**EXTRACT**
::::::
Fort Knox
SILVER Star
The number of <500 people businesses adds up to A LOT of people.
The businesses that are getting 10-20 million are required to pay the employees, so they can pay the rent and buy food. The CEO isn't pocketing it.
Of course a larger biz with a everyday working relationship with the bank will get better treatment.
Its not perfect, but its run by the government.
So lets open it up.
Well, when you say they are "required" to pay the employees, that's not necessarily true. The way the PPP loans work is that once you qualify for the loan, you have 8 weeks to spend the loan funds on approved expenditures, which includes payroll costs (wages, salaries, retirement plan, health insurance), plus rent, utilities, and mortgage interest. You are capped on the wages you can spend at an annualized $100k per employee. Also, rent, utilities and mortgage interest can't be more than 25% of the total spend. The total amount you spend, after deductions (see below) is then forgiven. Whatever is leftover of the loan that isn't forgiven is then treated as a 2-year loan at about 1% with payments deferred for 6 months.
So, technically you don't HAVE to spend it to pay employees, but what you don't spend has to be paid back. Certainly, the purpose of the program is that companies use the funds to maintain employment and payroll levels and they heavily incentify employers to do that, but some employers may not do that 100% and will probably end up using the funds as a short-term working capital loan at a really low rate.
How does the SBA incentify employers to follow the purpose of the program? After the 8-week period, you calculate what you spent on those approved items and then you reduce that amount by two deductions, both of which are aimed at pushing employers to use the funds for their intended use.
- FTE Reduction - First, you take the number of Full-Time Employees (FTE's - at least 30 hours per week) that you have as of the end of the spend period (approx. June 30th) and divide it by the number of FTE's you averaged for the most recent 3-month quarter prior to the loan (Jan. - March). So, let's say you averaged 100 FTE's in the first quarter, but only had 75 FTE's as of June 30th, then you can only use 75/100 or 75% of the amount you spent towards forgiveness. So if you cut half your employees, then not only do you not spend as much, so you're not forgiven for as much, but you also would have to reduce the amount you are forgiven by half, so it's kind of a double whammy.
::::::
**DATA SHOWN**

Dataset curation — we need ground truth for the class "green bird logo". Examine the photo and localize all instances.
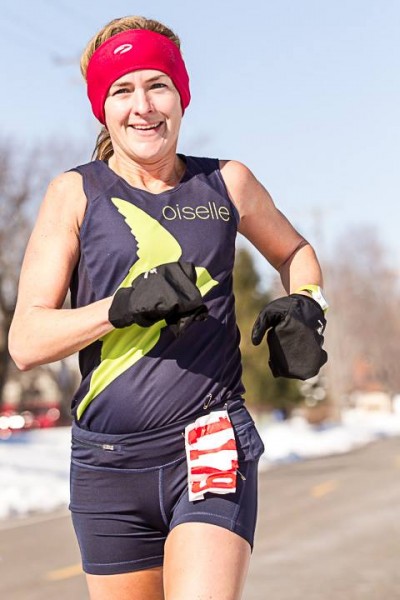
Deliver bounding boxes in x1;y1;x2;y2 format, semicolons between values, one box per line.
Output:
77;198;218;419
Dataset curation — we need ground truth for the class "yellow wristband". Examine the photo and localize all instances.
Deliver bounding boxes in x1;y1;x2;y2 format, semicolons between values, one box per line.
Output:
295;283;329;313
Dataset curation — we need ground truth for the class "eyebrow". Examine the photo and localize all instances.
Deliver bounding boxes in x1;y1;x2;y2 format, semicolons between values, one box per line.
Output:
110;73;168;89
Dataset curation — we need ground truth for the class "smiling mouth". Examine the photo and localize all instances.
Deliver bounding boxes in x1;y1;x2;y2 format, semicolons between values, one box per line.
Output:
130;121;162;131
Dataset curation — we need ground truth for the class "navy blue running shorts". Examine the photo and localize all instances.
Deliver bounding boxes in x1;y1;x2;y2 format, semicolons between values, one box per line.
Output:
70;402;264;575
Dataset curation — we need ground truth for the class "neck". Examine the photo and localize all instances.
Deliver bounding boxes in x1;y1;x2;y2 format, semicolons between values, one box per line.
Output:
108;153;185;194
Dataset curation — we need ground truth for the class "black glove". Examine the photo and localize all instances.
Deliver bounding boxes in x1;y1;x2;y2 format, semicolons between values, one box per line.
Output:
108;262;208;336
251;294;328;380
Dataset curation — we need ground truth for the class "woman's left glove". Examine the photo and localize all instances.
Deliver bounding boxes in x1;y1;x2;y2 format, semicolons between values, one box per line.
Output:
108;261;208;336
251;294;328;380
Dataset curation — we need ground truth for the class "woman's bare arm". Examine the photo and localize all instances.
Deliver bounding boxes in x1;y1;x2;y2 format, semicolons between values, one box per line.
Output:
217;161;322;293
9;173;113;370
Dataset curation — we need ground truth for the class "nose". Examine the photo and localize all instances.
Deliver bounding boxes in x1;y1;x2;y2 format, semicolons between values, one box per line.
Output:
132;88;153;115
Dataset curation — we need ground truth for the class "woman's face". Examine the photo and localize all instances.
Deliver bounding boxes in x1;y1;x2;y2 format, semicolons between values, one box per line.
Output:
104;69;182;163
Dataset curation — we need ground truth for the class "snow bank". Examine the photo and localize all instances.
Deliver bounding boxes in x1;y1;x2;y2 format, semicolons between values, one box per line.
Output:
0;410;400;519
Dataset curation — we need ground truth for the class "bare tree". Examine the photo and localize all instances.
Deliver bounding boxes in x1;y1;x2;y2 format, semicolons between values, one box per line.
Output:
0;139;89;414
325;228;400;406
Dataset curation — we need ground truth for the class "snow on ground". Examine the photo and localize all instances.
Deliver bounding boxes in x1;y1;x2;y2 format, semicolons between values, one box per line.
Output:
0;410;400;520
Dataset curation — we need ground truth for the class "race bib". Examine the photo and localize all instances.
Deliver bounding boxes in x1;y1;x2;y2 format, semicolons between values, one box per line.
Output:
185;410;239;502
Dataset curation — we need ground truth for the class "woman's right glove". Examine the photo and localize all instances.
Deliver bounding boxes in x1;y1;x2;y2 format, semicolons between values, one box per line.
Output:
108;261;208;336
251;294;328;380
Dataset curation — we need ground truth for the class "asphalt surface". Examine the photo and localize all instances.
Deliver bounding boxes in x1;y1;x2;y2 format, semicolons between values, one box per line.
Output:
0;438;400;600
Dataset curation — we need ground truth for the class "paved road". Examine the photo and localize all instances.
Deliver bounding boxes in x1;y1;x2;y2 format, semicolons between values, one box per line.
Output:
0;438;400;600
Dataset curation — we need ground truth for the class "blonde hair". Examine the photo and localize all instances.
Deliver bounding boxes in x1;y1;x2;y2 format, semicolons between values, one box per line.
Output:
81;16;181;161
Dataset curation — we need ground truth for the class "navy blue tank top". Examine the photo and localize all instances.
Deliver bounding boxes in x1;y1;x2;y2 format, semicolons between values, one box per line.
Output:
71;155;244;433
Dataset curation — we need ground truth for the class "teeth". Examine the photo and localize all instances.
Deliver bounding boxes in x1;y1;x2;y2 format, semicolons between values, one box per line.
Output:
132;123;160;131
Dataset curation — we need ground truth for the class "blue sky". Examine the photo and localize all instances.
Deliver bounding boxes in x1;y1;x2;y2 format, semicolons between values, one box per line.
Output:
0;0;400;268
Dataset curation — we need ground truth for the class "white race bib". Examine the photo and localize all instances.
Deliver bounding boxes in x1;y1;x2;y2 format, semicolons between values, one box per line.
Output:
185;410;239;502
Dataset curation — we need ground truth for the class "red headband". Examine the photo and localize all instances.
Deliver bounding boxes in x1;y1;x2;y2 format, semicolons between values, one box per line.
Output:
86;29;190;125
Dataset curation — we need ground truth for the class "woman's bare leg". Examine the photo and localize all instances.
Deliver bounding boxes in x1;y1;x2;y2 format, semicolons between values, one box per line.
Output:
164;523;251;600
86;567;164;600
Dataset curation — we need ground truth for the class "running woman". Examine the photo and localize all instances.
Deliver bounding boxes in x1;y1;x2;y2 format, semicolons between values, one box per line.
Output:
9;17;326;600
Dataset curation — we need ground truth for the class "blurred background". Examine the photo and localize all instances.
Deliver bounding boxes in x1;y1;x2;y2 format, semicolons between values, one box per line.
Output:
0;0;400;598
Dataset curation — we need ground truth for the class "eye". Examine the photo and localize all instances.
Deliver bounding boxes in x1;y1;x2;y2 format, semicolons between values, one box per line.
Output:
111;88;130;96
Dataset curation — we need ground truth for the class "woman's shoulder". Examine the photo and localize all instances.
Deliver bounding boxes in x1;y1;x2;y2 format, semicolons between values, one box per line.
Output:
42;171;87;229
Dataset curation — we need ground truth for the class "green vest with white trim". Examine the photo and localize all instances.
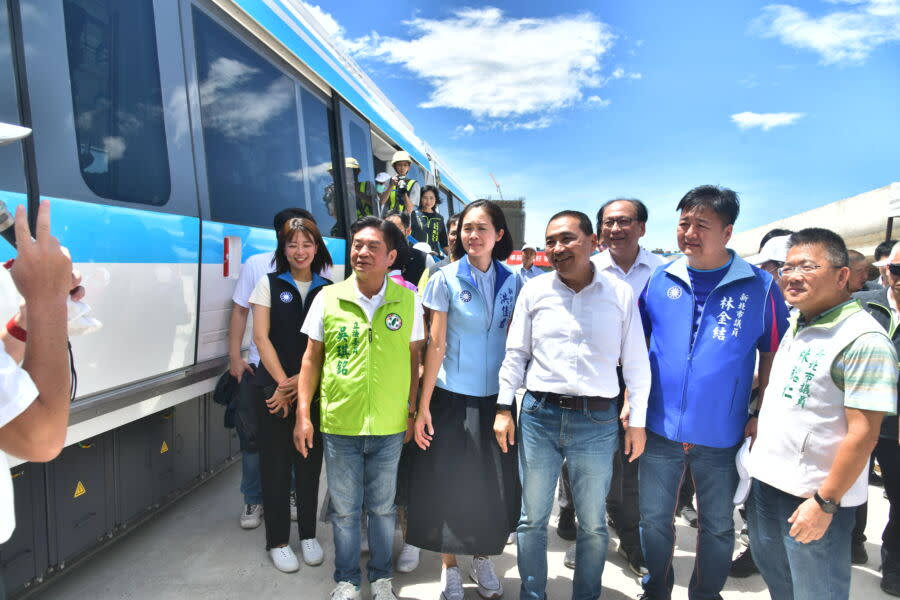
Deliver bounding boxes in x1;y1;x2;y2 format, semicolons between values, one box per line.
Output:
321;275;415;435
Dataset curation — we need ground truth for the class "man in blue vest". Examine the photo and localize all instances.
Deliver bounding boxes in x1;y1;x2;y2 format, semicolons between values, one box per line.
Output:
640;185;787;600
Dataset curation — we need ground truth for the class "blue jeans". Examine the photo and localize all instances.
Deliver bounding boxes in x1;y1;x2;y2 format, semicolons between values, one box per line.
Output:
516;392;619;600
747;479;856;600
322;433;404;585
638;431;740;600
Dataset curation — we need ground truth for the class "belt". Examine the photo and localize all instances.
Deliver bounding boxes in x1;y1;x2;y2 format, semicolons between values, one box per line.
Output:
528;390;616;410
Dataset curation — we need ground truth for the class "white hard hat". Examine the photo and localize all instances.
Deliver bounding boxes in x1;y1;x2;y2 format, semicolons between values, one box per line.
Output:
0;123;31;146
391;150;412;166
::::::
**REQUIREMENT**
Return, word for word, the part of the PPP loan discussion between "Of course a" and "open it up.", inclusive. The material has no connection to the PPP loan discussion.

**ANSWER SPACE**
Of course a larger biz with a everyday working relationship with the bank will get better treatment.
Its not perfect, but its run by the government.
So lets open it up.